Wat wordt verwacht =
Neem uit het tekstfragment over de klacht tegen de Adviseur letterlijk het stuk over dat begint met "Verweer van de" en doorloopt tot en met "beoordeling daarop ingaan.".

Tekstfragment =
================================

Grondslagen en argumenten daarvoor

  • Deze vordering steunt, kort en zakelijk weergegeven, op de volgende grondslag.
  • De Adviseur heeft geen rekening gehouden met de medische toestand van de ex-partner van Consument. Hierdoor bleek het niet mogelijk te zijn voor Consument en zijn
    ex-partner om een overlijdensrisicoverzekering te sluiten, hetgeen een voorwaarde is voor het verstrekken van een financiering. De Adviseur heeft bovendien nauwelijks tijd besteed aan het dossier voor de aanvraag van een geldlening die (voorzienbaar) niet rond kwam. Op de website van de Adviseur staat aangegeven dat voor hypotheekadvies een tarief van € 1.350,- wordt gerekend en aanvullend tarief van € 925,- voor de afsluitkosten. De Adviseur heeft in strijd gehandeld met zijn eigen website en dienstverleningsovereenkomst, aangezien geen hypothecaire geldlening tot stand is gekomen en Consument € 3.000,80 heeft betaald voor het gegeven advies. Dit impliceert dat Consument in ieder geval
    € 1.650,- te veel heeft betaald aan de Adviseur.

 

Verweer van de Adviseur

  • De Adviseur heeft de stellingen van Consument gemotiveerd weersproken. Voor zover nodig zal de Commissie bij de beoordeling daarop ingaan.

 

  1. Beoordeling

    • Consument klaagt over de hoogte van de reeds betaalde kosten aan de Adviseur. De Commissie zal zich bij het bespreken van de klacht daarom beperken tot de vraag of de Adviseur in redelijkheid het “voorschot” van € 3.000,80 bij Consument en zijn ex-partner in rekening heeft gebracht.

 

  • De rechtsverhouding tussen de Adviseur en Consument laat zich kwalificeren als een overeenkomst van opdracht.

================================

Verzamelde gegevens:
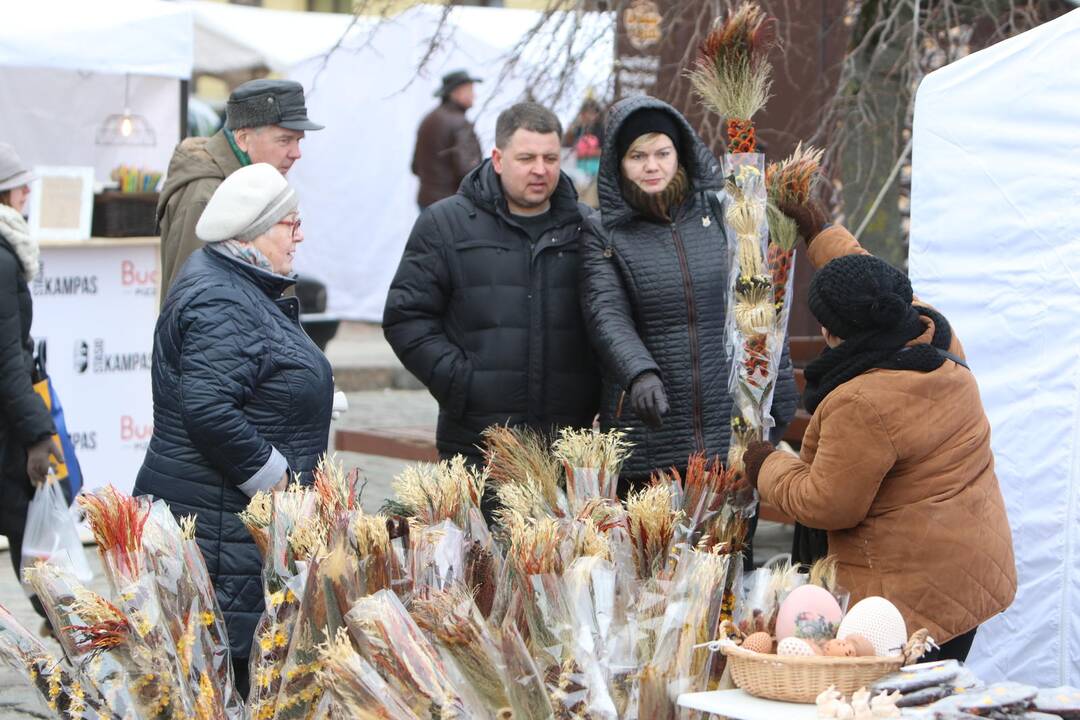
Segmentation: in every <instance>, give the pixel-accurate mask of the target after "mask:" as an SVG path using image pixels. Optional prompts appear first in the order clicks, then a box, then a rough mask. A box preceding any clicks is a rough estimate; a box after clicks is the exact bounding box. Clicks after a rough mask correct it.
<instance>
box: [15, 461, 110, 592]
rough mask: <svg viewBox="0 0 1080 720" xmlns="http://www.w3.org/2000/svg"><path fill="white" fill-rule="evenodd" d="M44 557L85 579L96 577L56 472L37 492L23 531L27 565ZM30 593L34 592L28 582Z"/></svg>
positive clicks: (23, 555)
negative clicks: (82, 545)
mask: <svg viewBox="0 0 1080 720" xmlns="http://www.w3.org/2000/svg"><path fill="white" fill-rule="evenodd" d="M39 560H44V561H46V562H50V563H52V565H55V566H57V567H59V568H64V569H65V570H68V571H69V572H71V573H72V574H75V576H76V578H78V579H79V582H81V583H89V582H90V581H91V580H93V579H94V572H93V571H92V570H91V569H90V562H87V560H86V553H85V551H84V549H83V548H82V542H80V541H79V529H78V528H77V527H76V521H75V517H73V516H72V515H71V514H70V513H69V512H68V506H67V501H66V500H65V499H64V490H63V489H62V488H60V484H59V483H58V481H56V480H55V479H53V477H52V476H50V478H49V479H48V480H46V481H45V483H44V484H43V485H41V486H40V487H38V489H37V490H36V491H35V492H33V498H32V499H31V500H30V505H29V507H28V508H27V513H26V531H25V532H24V534H23V566H22V567H23V568H24V569H26V568H32V567H33V565H35V563H36V562H38V561H39ZM24 588H26V592H27V594H29V595H32V594H33V593H32V592H31V590H30V589H29V587H28V586H26V584H25V583H24Z"/></svg>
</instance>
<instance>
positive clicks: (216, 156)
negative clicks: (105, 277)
mask: <svg viewBox="0 0 1080 720" xmlns="http://www.w3.org/2000/svg"><path fill="white" fill-rule="evenodd" d="M240 167H241V164H240V161H239V160H238V159H237V155H235V153H233V152H232V148H231V147H229V140H228V138H226V137H225V131H218V132H217V133H215V134H214V135H213V136H212V137H189V138H187V139H186V140H184V141H181V142H180V144H179V145H178V146H176V150H174V151H173V157H172V159H171V160H170V161H168V173H167V174H166V175H165V185H164V187H163V188H162V189H161V198H159V199H158V225H159V226H160V228H159V229H160V230H161V299H162V304H164V301H165V298H167V297H168V295H167V294H168V288H170V287H172V286H173V283H174V282H175V281H176V275H177V274H178V273H179V272H180V268H183V267H184V262H185V261H186V260H187V259H188V257H190V255H191V254H192V253H194V252H195V250H198V249H199V248H201V247H202V246H203V242H202V241H201V240H199V239H198V237H197V236H195V225H197V223H198V222H199V218H200V217H202V212H203V210H204V209H206V203H208V202H210V199H211V196H212V195H213V194H214V191H215V190H217V186H219V185H221V181H222V180H225V178H227V177H228V176H230V175H232V174H233V173H235V172H237V171H238V169H240Z"/></svg>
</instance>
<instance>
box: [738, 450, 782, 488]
mask: <svg viewBox="0 0 1080 720" xmlns="http://www.w3.org/2000/svg"><path fill="white" fill-rule="evenodd" d="M775 451H777V448H774V447H772V445H770V444H769V443H762V441H760V440H757V441H755V443H751V444H750V447H747V448H746V452H745V453H743V467H744V468H745V470H744V471H743V472H745V473H746V481H747V483H750V484H751V487H754V488H757V476H758V473H760V472H761V465H764V464H765V461H766V459H767V458H768V457H769V456H771V454H772V453H773V452H775Z"/></svg>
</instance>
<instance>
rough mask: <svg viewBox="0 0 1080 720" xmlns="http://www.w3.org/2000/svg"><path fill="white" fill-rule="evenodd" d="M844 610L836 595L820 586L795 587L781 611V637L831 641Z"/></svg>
mask: <svg viewBox="0 0 1080 720" xmlns="http://www.w3.org/2000/svg"><path fill="white" fill-rule="evenodd" d="M842 615H843V612H842V611H841V610H840V603H838V602H837V601H836V598H835V597H833V594H832V593H829V592H828V590H826V589H825V588H823V587H818V586H816V585H802V586H801V587H796V588H795V589H794V590H792V593H791V595H788V596H787V597H786V598H785V599H784V601H783V602H782V603H781V604H780V612H778V613H777V639H779V640H783V639H784V638H791V637H796V638H802V639H806V640H820V641H825V640H831V639H833V638H834V637H836V628H837V625H838V624H839V623H840V617H841V616H842Z"/></svg>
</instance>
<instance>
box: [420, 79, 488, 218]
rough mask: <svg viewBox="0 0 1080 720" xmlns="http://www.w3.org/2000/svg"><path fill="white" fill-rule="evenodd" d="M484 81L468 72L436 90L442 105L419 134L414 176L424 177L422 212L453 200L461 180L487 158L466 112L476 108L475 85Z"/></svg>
mask: <svg viewBox="0 0 1080 720" xmlns="http://www.w3.org/2000/svg"><path fill="white" fill-rule="evenodd" d="M477 82H483V81H482V80H481V79H480V78H473V77H472V76H470V74H469V73H468V72H465V71H464V70H455V71H454V72H449V73H447V74H445V76H443V85H442V86H441V87H440V89H438V90H436V91H435V97H441V98H442V99H443V101H442V104H441V105H440V106H438V107H437V108H435V109H434V110H432V111H431V112H429V113H428V114H427V116H426V117H424V119H423V120H422V121H420V127H419V128H418V130H417V132H416V149H415V150H414V151H413V174H414V175H416V176H417V177H418V178H420V192H419V193H418V195H417V204H418V205H419V206H420V209H423V208H424V207H427V206H428V205H431V204H432V203H434V202H437V201H440V200H442V199H443V198H449V196H450V195H453V194H454V193H456V192H457V191H458V186H459V185H461V179H462V178H463V177H464V176H465V175H467V174H468V173H469V171H471V169H472V168H473V167H475V166H476V165H478V164H480V163H481V161H482V160H483V159H484V157H483V155H484V153H483V151H482V150H481V148H480V140H477V139H476V133H475V132H474V131H473V126H472V123H471V122H469V120H468V119H467V118H465V112H467V111H468V110H469V108H471V107H472V105H473V99H474V97H475V96H474V93H473V83H477Z"/></svg>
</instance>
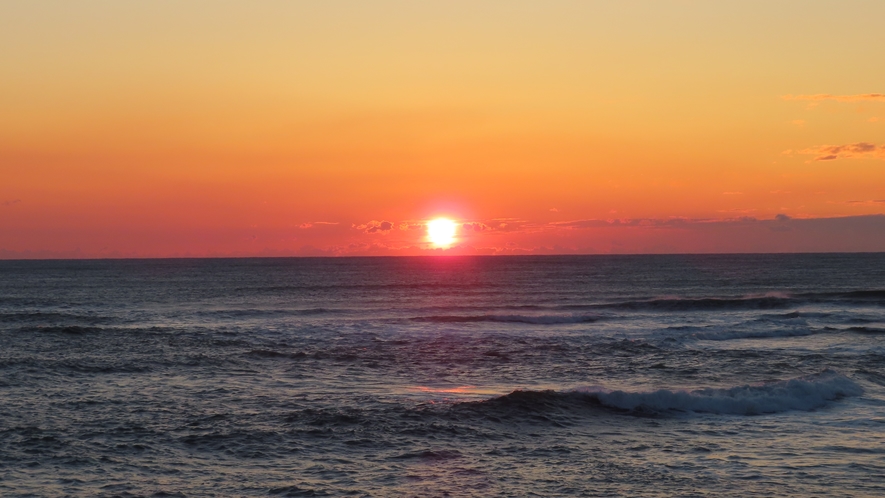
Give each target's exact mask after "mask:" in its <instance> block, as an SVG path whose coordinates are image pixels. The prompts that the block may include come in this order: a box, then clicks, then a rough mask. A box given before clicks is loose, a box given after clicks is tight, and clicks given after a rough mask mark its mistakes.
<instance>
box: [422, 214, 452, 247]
mask: <svg viewBox="0 0 885 498" xmlns="http://www.w3.org/2000/svg"><path fill="white" fill-rule="evenodd" d="M456 228H457V226H456V225H455V222H454V221H452V220H447V219H445V218H437V219H435V220H432V221H431V222H429V223H428V224H427V237H428V238H429V239H430V242H432V243H433V245H435V246H450V245H452V242H454V241H455V229H456Z"/></svg>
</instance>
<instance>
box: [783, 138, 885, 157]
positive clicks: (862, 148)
mask: <svg viewBox="0 0 885 498" xmlns="http://www.w3.org/2000/svg"><path fill="white" fill-rule="evenodd" d="M799 153H800V154H810V155H815V156H817V157H815V158H814V160H815V161H834V160H836V159H858V158H873V159H882V160H885V145H876V144H871V143H868V142H857V143H854V144H847V145H820V146H818V147H812V148H810V149H805V150H800V151H799Z"/></svg>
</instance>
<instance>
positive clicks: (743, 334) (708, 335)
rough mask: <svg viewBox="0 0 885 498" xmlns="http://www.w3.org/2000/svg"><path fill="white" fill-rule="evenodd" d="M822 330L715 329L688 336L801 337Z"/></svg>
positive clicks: (776, 337) (708, 336) (708, 338)
mask: <svg viewBox="0 0 885 498" xmlns="http://www.w3.org/2000/svg"><path fill="white" fill-rule="evenodd" d="M821 332H823V331H822V330H818V329H812V328H809V327H801V328H789V329H771V330H716V331H703V332H694V333H692V334H691V335H689V336H688V337H689V338H691V339H697V340H701V341H730V340H735V339H769V338H778V337H803V336H807V335H814V334H819V333H821Z"/></svg>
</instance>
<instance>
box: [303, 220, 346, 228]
mask: <svg viewBox="0 0 885 498" xmlns="http://www.w3.org/2000/svg"><path fill="white" fill-rule="evenodd" d="M338 224H339V223H338V222H337V221H306V222H304V223H302V224H300V225H298V228H313V227H314V226H316V225H338Z"/></svg>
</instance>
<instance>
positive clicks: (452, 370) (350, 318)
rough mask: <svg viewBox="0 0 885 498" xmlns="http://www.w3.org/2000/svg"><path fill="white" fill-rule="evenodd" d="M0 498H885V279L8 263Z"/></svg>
mask: <svg viewBox="0 0 885 498" xmlns="http://www.w3.org/2000/svg"><path fill="white" fill-rule="evenodd" d="M0 346H2V349H0V495H3V496H28V495H32V496H67V495H70V496H93V495H98V496H115V495H120V496H253V495H257V496H266V495H276V496H326V495H328V496H339V495H352V496H471V495H476V496H709V495H716V496H748V495H765V496H812V495H817V496H822V495H827V496H875V495H880V496H881V495H885V368H883V367H885V254H857V255H747V256H624V257H609V256H602V257H601V256H588V257H526V258H520V257H499V258H495V257H490V258H487V257H475V258H470V257H465V258H389V259H388V258H366V259H241V260H138V261H136V260H129V261H33V262H22V261H5V262H0Z"/></svg>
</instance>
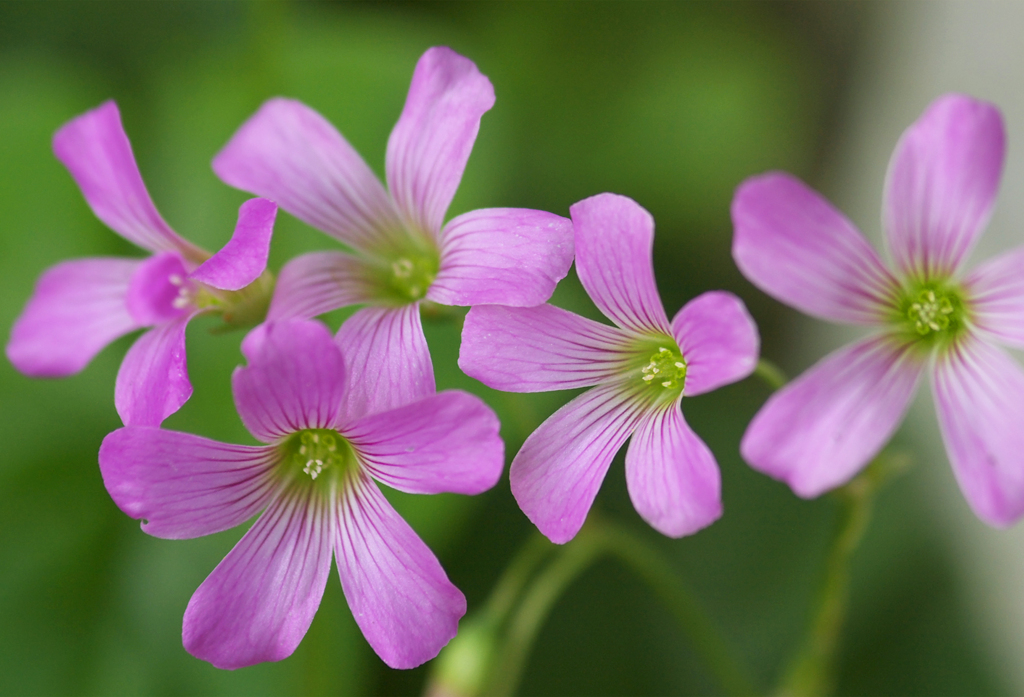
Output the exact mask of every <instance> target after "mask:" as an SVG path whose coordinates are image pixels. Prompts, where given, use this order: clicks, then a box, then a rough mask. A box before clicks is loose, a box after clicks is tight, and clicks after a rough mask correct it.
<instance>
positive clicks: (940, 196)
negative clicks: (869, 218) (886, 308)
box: [883, 94, 1007, 277]
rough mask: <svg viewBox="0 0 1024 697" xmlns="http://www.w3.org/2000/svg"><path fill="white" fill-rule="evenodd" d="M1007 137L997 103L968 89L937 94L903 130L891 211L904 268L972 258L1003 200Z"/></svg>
mask: <svg viewBox="0 0 1024 697" xmlns="http://www.w3.org/2000/svg"><path fill="white" fill-rule="evenodd" d="M1006 138H1007V136H1006V131H1005V129H1004V126H1002V117H1001V116H1000V115H999V111H998V110H997V108H996V107H995V106H993V105H992V104H990V103H988V102H985V101H978V100H977V99H972V98H971V97H967V96H964V95H961V94H947V95H945V96H942V97H939V98H938V99H936V100H935V101H933V102H932V103H931V104H930V105H929V106H928V108H927V110H925V113H924V114H923V115H922V116H921V118H920V119H918V121H915V122H914V123H913V125H911V126H910V128H908V129H907V130H906V131H905V132H904V133H903V136H902V137H901V138H900V141H899V143H898V144H897V145H896V150H895V151H894V153H893V157H892V160H891V161H890V163H889V172H888V174H887V176H886V191H885V206H884V207H883V210H884V218H885V228H886V233H887V236H888V241H889V248H890V250H891V252H892V255H893V258H894V259H895V261H896V266H898V267H899V268H900V269H901V270H902V271H903V272H904V273H907V274H914V275H918V276H926V277H935V276H939V277H941V276H945V275H949V274H951V273H952V272H953V271H955V270H956V268H957V267H958V266H959V265H961V262H963V261H964V259H966V258H967V255H968V252H970V250H971V248H972V247H973V246H974V243H975V241H976V239H977V238H978V236H979V235H980V234H981V232H982V230H983V229H984V228H985V225H986V224H987V223H988V218H989V216H990V215H991V213H992V207H993V206H994V205H995V193H996V190H997V189H998V187H999V179H1000V178H1001V175H1002V161H1004V156H1005V155H1006V147H1007V145H1006Z"/></svg>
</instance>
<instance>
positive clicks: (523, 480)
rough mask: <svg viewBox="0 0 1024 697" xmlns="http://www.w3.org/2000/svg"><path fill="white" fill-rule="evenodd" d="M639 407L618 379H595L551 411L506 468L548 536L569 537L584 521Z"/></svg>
mask: <svg viewBox="0 0 1024 697" xmlns="http://www.w3.org/2000/svg"><path fill="white" fill-rule="evenodd" d="M643 410H644V408H643V406H641V405H638V404H635V403H633V401H632V400H630V399H629V398H627V397H625V396H624V394H623V388H622V386H621V385H599V386H598V387H595V388H594V389H592V390H590V391H588V392H585V393H584V394H582V395H580V396H579V397H577V398H575V399H573V400H572V401H570V402H569V403H568V404H565V405H564V406H562V407H561V408H560V409H558V410H557V411H555V412H554V413H553V415H552V416H551V417H549V418H548V420H547V421H545V422H544V423H543V424H541V426H540V427H539V428H538V429H537V430H536V431H534V433H531V434H530V436H529V437H528V438H527V439H526V442H524V443H523V445H522V448H520V450H519V452H518V453H517V454H516V456H515V459H514V460H513V461H512V466H511V469H510V470H509V483H510V484H511V487H512V495H514V496H515V499H516V503H518V504H519V508H520V509H522V512H523V513H524V514H526V517H527V518H529V519H530V521H532V523H534V524H535V525H537V528H538V529H539V530H540V531H541V532H542V533H544V534H545V535H546V536H547V537H548V539H550V540H551V541H553V542H555V543H556V544H561V543H564V542H567V541H568V540H570V539H572V538H573V537H574V536H575V534H577V532H579V531H580V528H581V527H583V524H584V521H586V519H587V513H588V512H589V511H590V507H591V506H592V505H593V503H594V498H595V496H597V491H598V489H600V488H601V482H602V481H604V476H605V474H606V473H607V471H608V466H609V465H611V460H612V458H614V456H615V452H617V451H618V448H620V447H622V446H623V443H625V442H626V439H627V438H629V437H630V434H631V433H633V429H635V428H636V426H637V424H638V423H639V422H640V420H641V418H642V416H643Z"/></svg>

================================

Uitgewerkte opdracht =
Verweer van de Adviseur

  • De Adviseur heeft de stellingen van Consument gemotiveerd weersproken. Voor zover nodig zal de Commissie bij de beoordeling daarop ingaan.